É bem grave, para quem vive neste mundo e com esses labores, ter de acrescentar à luta exterior de todos a tensão dessas grandes guerras interiores, e conter, no centro de si mesmo, não um cérebro aliado e amigo que ajude na conquista material, mas um cérebro com objetivos diferentes; não acompanha, mas agride a vida; transforma-lhe o trabalho, complica-lhe os obstáculos, aumenta o sofrimento, e acrescenta às dificuldades do mundo exterior o enorme peso do drama interior que por si só, já é suficiente para esmagar o homem. 

Que tremendo problema se tornará uma vida assim traçada, suspensa entre a luta exterior e a interior, ambas sem tréguas? 

O deslocamento das aspirações humanas e o emborcamento dos valores comuns isola e vergasta; a realidade sensória insulta o sacrifício; o presente não quer morrer para dar lugar ao amanhã, o corpo para o espírito, o tangível para o imponderável. A construção de uma alma nova exige um grande esforço no deslocamento do eixo da vida e a revalorização de si mesmo num nível mais alto.

A esse ser, diz a ciência: 

psicopata. 




Sem dúvida, existe uma neurose patológica como síndrome clínica mais ou menos evidente, em que se encontra justamente exaltado o tom da dor e da sensibilidade; mas, com muita frequência, a ciência quis incluir nela grande quantidade de fenômenos que pertencem ao super normal e algumas maravilhosas indenizações da natureza, que sublima espírito e provoca um crescimento gigantesco de manifestações intelectuais no coração de uma psique tormentosa.

### Enunciado da tarefa
Transcreva por inteiro, sem mudar nada, o trecho acima sobre a luta exterior e interior. Os registros a seguir não têm nenhum papel nisto.

### Registros exibidos
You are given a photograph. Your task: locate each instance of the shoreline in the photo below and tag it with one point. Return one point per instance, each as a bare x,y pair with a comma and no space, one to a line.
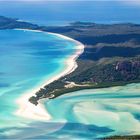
39,112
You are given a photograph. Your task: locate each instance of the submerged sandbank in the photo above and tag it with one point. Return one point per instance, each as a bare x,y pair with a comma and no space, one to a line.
39,112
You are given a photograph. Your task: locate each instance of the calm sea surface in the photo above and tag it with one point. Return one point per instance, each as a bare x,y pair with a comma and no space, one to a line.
28,58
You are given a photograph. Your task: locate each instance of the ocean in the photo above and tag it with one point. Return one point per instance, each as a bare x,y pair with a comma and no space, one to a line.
28,58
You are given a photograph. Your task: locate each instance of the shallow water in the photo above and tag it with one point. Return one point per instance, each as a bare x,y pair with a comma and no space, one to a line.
27,59
86,115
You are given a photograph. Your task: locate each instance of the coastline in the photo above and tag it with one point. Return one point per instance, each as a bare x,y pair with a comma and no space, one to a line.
39,112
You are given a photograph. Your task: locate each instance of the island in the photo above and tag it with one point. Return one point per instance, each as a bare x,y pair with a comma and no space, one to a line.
111,56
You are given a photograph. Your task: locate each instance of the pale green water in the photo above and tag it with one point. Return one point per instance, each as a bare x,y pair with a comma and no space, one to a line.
88,114
26,59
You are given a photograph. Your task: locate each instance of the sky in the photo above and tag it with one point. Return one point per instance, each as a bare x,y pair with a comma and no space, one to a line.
133,2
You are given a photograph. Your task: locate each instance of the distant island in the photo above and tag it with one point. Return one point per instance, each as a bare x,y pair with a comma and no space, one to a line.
111,56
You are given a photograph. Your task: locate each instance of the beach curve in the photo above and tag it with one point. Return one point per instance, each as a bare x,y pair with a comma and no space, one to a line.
39,112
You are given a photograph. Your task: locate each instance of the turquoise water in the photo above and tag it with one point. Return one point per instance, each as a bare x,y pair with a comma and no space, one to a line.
27,59
86,115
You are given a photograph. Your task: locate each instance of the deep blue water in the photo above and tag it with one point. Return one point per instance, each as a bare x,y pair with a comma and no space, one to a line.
64,12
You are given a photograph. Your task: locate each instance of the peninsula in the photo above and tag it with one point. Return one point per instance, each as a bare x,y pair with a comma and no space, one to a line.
111,56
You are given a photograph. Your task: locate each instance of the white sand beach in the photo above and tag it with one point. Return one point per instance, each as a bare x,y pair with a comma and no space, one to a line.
39,112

### Resposta escrita
É bem grave, para quem vive neste mundo e com esses labores, ter de acrescentar à luta exterior de todos a tensão dessas grandes guerras interiores, e conter, no centro de si mesmo, não um cérebro aliado e amigo que ajude na conquista material, mas um cérebro com objetivos diferentes; não acompanha, mas agride a vida; transforma-lhe o trabalho, complica-lhe os obstáculos, aumenta o sofrimento, e acrescenta às dificuldades do mundo exterior o enorme peso do drama interior que por si só, já é suficiente para esmagar o homem. 

Que tremendo problema se tornará uma vida assim traçada, suspensa entre a luta exterior e a interior, ambas sem tréguas? 

O deslocamento das aspirações humanas e o emborcamento dos valores comuns isola e vergasta; a realidade sensória insulta o sacrifício; o presente não quer morrer para dar lugar ao amanhã, o corpo para o espírito, o tangível para o imponderável. A construção de uma alma nova exige um grande esforço no deslocamento do eixo da vida e a revalorização de si mesmo num nível mais alto.

A esse ser, diz a ciência: 

psicopata. 




Sem dúvida, existe uma neurose patológica como síndrome clínica mais ou menos evidente, em que se encontra justamente exaltado o tom da dor e da sensibilidade; mas, com muita frequência, a ciência quis incluir nela grande quantidade de fenômenos que pertencem ao super normal e algumas maravilhosas indenizações da natureza, que sublima espírito e provoca um crescimento gigantesco de manifestações intelectuais no coração de uma psique tormentosa.